* Reading passage *
But if you were born and raised in Evanston, or spent much time here, you were completely familiar with the person universally recognized as ”That Guy”.
To refresh your memory, “That Guy” is the fellow with the pronounced limp and the over-sized personality, who would flag you down on a busy Evanston street corner, and bend your ear about bicycle safety. “Wear a helmet!” he would bellow.
Or on tobacco – another of “that guy’s” hot topics. The would-be evangelist could easily get into your space, wag a finger at you, and utter these choice words of advice: “Don’t smoke, don’t smoke, don’t smoke.”
Then he would tell you his life story.
The salient facts of his history are chilling: suffered a traumatic brain injury at the age of thirty while biking without a helmet; spent five weeks in an induced coma; lost many of his mental faculties and much of his physicality; lost a promising career, a wife and two dogs; was saddled with severe short term memory loss and Aphasia.
And that about sums up “That Guy”, except to tell you his real name was Gregory David Greenside, and on Friday, July 8th, at age 81, he quietly passed away.
Sure, you’re thinking, a sad, sad story. But for the fact that Greg possessed the one overriding quality that defined him as a human being: his uncanny ability to remain happy and to spread joy to everyone he knew.

* Coordinate labeling data *
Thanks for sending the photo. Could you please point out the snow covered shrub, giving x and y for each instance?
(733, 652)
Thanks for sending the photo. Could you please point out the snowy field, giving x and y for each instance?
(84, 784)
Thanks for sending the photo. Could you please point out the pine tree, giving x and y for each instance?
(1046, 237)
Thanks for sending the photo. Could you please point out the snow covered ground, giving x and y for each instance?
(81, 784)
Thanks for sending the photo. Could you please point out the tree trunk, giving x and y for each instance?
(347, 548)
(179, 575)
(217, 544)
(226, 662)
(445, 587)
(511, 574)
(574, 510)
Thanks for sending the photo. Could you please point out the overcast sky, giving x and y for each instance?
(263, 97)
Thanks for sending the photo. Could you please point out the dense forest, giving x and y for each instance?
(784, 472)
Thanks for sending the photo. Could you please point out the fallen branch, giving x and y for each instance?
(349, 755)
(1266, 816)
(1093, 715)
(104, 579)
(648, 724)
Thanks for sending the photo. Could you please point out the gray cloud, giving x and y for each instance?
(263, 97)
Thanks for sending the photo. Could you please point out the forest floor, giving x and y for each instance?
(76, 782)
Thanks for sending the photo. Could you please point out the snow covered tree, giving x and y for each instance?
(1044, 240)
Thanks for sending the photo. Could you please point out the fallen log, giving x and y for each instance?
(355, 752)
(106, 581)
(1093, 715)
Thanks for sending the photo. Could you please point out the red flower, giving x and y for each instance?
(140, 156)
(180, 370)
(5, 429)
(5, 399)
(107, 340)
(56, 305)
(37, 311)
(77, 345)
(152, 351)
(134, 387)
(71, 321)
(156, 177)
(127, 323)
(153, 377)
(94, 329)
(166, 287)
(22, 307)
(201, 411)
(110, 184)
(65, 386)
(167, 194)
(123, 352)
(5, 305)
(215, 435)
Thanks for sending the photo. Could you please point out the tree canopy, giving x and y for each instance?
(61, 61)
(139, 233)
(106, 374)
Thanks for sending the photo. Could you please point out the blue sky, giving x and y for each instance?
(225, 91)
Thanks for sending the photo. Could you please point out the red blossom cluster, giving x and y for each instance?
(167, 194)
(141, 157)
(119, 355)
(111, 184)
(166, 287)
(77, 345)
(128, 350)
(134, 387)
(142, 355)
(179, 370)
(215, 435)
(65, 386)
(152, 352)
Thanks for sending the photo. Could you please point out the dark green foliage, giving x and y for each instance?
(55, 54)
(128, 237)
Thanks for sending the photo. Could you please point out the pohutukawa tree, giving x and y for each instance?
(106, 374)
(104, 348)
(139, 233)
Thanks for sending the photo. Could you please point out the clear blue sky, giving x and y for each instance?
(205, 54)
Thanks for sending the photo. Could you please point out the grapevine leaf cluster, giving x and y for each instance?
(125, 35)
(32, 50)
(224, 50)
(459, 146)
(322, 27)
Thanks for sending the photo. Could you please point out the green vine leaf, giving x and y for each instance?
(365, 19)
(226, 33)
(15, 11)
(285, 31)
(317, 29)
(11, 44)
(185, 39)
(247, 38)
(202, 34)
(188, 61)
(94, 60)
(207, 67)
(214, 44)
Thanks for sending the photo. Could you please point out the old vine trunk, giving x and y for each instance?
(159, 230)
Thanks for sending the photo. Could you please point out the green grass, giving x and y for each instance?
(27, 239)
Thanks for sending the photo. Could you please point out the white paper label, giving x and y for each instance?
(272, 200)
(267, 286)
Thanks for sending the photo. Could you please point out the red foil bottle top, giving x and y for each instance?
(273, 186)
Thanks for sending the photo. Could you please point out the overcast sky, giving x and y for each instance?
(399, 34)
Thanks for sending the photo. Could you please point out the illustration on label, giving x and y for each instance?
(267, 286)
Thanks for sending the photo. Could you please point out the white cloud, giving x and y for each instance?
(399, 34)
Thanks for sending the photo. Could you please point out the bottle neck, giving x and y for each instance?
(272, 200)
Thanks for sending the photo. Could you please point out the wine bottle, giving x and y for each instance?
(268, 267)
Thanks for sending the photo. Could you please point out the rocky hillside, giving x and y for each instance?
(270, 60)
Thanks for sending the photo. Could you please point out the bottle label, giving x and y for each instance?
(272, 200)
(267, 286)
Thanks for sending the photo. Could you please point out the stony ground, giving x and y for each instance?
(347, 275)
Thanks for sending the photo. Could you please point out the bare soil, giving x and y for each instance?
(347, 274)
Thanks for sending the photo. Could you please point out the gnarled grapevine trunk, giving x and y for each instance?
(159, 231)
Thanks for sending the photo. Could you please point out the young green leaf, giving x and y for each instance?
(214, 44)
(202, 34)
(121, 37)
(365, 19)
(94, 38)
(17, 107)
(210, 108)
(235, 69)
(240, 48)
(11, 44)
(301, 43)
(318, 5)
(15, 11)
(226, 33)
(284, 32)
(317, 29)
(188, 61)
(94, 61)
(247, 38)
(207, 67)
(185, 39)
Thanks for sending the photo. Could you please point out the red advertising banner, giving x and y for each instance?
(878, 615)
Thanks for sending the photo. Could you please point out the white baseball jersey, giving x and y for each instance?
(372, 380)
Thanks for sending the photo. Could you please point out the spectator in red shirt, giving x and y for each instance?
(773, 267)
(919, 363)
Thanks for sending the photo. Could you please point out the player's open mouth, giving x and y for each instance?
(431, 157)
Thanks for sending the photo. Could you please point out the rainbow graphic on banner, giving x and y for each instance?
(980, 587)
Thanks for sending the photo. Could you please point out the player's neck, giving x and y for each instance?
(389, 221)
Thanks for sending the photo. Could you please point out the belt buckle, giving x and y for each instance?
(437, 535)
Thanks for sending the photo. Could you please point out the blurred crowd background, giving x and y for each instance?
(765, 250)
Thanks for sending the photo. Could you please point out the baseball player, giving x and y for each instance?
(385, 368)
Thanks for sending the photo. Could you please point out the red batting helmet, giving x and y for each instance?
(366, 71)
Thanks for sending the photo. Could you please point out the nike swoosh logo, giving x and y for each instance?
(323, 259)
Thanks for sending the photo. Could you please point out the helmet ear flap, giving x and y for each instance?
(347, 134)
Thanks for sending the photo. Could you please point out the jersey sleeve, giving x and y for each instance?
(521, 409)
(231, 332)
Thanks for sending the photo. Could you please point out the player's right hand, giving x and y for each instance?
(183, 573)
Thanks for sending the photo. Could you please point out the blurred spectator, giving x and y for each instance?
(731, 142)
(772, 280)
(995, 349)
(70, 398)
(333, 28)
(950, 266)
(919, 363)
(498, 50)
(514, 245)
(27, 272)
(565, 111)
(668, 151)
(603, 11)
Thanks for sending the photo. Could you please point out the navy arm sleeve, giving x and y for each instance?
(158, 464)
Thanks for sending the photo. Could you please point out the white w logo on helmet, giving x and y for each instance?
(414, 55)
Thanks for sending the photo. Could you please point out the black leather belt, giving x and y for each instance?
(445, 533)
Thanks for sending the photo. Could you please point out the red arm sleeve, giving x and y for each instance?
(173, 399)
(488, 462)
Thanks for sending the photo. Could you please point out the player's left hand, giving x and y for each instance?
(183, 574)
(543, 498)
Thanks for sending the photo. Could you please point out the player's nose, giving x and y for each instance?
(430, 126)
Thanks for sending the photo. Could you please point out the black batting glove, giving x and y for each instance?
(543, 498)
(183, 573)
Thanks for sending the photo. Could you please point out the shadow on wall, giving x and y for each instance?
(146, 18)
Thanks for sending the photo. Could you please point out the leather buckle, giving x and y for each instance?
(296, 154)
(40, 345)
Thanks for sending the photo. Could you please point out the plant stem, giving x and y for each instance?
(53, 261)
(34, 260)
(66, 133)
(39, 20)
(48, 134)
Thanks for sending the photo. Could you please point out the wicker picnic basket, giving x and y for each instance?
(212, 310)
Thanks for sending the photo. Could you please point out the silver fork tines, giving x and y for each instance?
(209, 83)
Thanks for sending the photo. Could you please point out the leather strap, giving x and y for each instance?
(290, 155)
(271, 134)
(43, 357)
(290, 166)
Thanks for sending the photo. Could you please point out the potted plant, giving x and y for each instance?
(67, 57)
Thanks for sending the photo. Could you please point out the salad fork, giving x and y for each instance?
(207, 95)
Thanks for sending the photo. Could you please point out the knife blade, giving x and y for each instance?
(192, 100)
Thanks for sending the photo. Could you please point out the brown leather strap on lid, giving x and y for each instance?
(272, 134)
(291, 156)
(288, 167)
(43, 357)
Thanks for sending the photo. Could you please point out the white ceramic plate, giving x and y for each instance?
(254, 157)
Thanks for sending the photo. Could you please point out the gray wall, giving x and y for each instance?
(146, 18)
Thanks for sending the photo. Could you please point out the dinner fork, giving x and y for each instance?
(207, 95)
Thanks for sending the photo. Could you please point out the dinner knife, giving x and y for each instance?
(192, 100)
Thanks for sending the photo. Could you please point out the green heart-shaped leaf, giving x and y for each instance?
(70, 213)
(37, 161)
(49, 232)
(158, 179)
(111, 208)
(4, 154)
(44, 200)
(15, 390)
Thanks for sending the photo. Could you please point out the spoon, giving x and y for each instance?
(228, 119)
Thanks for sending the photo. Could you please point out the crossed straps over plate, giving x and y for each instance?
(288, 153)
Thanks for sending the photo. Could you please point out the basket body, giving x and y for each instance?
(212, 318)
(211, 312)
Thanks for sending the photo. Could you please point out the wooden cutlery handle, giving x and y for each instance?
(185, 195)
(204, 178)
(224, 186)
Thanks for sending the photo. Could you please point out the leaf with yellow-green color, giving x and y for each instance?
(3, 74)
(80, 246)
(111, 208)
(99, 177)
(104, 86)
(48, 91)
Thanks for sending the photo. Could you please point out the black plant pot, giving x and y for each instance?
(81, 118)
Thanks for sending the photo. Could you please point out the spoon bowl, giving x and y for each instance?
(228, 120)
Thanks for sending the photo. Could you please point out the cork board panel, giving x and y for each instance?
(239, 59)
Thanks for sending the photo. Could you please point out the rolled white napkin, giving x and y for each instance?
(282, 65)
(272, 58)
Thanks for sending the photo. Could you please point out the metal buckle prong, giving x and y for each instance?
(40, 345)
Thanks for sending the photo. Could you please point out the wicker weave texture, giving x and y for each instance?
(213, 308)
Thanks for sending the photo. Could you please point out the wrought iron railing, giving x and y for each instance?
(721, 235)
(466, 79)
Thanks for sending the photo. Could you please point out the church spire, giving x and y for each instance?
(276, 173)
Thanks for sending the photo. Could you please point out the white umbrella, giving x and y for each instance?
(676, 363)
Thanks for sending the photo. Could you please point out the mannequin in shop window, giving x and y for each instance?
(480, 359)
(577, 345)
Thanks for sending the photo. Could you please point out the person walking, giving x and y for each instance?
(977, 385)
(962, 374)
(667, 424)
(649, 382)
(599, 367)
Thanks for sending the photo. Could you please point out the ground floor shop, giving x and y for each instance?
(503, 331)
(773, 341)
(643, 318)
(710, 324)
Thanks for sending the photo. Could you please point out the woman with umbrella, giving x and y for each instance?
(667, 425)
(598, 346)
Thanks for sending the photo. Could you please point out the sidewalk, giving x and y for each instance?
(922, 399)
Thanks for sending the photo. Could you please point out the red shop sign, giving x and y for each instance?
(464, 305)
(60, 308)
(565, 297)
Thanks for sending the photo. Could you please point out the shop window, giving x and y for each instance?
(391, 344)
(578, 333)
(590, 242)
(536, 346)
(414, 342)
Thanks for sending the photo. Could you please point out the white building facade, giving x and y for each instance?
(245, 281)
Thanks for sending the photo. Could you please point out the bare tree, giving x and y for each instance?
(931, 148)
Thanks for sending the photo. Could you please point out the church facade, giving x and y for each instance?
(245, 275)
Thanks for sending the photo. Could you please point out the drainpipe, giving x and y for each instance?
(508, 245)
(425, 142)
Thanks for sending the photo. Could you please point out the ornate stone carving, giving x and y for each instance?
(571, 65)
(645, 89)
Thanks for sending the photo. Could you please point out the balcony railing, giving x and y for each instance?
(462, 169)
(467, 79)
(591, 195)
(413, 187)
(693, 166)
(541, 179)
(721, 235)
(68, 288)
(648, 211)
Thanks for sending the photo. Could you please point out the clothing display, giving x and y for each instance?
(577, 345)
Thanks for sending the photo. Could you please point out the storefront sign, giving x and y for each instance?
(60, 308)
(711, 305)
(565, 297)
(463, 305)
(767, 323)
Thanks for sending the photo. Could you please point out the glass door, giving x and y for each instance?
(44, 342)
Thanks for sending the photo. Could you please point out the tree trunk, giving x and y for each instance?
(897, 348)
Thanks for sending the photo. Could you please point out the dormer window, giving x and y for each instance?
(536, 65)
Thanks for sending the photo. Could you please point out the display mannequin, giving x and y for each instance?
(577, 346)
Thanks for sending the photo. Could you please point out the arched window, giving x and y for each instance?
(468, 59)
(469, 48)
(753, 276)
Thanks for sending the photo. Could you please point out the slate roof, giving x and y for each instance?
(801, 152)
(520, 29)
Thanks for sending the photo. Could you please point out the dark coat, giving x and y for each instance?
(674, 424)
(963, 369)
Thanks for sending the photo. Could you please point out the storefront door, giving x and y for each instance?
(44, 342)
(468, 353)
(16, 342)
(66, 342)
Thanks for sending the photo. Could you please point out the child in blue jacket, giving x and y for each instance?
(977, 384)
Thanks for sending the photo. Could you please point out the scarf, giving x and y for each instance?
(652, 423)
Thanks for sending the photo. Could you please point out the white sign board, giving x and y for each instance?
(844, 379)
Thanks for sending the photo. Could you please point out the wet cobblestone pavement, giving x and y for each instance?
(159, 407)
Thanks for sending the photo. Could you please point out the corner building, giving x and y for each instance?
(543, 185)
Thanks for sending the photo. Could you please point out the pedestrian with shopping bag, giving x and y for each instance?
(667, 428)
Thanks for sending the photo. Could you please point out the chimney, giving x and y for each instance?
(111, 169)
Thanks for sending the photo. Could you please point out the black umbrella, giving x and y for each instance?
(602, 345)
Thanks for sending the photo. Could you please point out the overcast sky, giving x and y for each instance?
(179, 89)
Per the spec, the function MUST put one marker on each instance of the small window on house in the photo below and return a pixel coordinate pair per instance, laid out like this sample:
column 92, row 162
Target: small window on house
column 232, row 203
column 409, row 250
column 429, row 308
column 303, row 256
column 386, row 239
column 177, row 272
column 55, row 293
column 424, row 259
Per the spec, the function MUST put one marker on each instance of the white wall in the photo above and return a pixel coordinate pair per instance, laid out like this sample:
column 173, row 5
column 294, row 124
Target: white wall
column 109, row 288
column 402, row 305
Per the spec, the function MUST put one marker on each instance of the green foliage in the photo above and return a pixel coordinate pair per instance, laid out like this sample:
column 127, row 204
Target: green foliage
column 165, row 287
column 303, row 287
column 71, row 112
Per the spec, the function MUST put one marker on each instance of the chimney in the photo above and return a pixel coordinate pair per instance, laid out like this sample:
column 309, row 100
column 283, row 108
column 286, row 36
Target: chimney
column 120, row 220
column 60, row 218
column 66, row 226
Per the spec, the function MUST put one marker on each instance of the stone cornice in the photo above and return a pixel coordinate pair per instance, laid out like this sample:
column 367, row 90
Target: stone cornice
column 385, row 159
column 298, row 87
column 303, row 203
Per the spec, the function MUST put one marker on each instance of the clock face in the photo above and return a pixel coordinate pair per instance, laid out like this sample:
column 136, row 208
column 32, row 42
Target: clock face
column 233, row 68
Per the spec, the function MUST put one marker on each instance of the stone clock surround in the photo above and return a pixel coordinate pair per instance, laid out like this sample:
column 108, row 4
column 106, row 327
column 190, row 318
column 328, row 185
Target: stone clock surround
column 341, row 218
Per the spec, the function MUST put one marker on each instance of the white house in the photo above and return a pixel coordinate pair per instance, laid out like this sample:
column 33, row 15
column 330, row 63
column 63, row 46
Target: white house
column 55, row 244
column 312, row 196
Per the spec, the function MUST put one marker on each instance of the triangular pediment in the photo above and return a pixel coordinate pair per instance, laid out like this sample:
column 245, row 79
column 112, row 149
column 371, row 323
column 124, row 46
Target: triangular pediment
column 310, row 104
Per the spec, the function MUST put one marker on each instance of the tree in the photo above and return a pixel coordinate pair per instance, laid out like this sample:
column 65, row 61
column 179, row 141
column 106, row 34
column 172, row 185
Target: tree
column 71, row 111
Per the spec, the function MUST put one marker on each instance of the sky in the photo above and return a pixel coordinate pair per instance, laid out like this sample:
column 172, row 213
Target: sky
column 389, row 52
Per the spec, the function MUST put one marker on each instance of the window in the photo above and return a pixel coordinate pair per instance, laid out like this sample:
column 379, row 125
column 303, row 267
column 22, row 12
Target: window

* To do *
A) Please copy the Evanston remembrance word for word from "Or on tobacco" to "loss and Aphasia.".
B) Pick up the Evanston remembrance after its final sentence and keep writing.

* Answers to the tasks *
A)
Or on tobacco – another of “that guy’s” hot topics. The would-be evangelist could easily get into your space, wag a finger at you, and utter these choice words of advice: “Don’t smoke, don’t smoke, don’t smoke.”
Then he would tell you his life story.
The salient facts of his history are chilling: suffered a traumatic brain injury at the age of thirty while biking without a helmet; spent five weeks in an induced coma; lost many of his mental faculties and much of his physicality; lost a promising career, a wife and two dogs; was saddled with severe short term memory loss and Aphasia.

B)
“The guy eats Prozac for breakfast,” observed one of his doctors. “Nobody laughs harder or endures the challenges of a difficult life better than Greg Greenside.”
Greg’s situation was complex. His unique brain injury left him partially whole, yet severely damaged. He could function in the real world doing simple tasks, but mostly he lived in his own private space.
Oddly, he developed a passion for Civil War history, often pouring over books he could never comprehend. He collected Civil War figurines by the dozens, and spent hours in his apartment, organizing his treasures and displaying them with precision care.
Greg invented another talent. He was an expert at bypassing his own infirmities. Because of his severe memory loss, for example, he was totally unable to remember your name. So, he awarded you a new one.
If you wore blue and white stripes, he called you, “Sally the sailor”.
If you showed up wearing red, you were a Confederate.
And the ultimate compliment, if he wanted to express his deep and abiding love for you, your name was changed forever to (wait for it) “Capone”.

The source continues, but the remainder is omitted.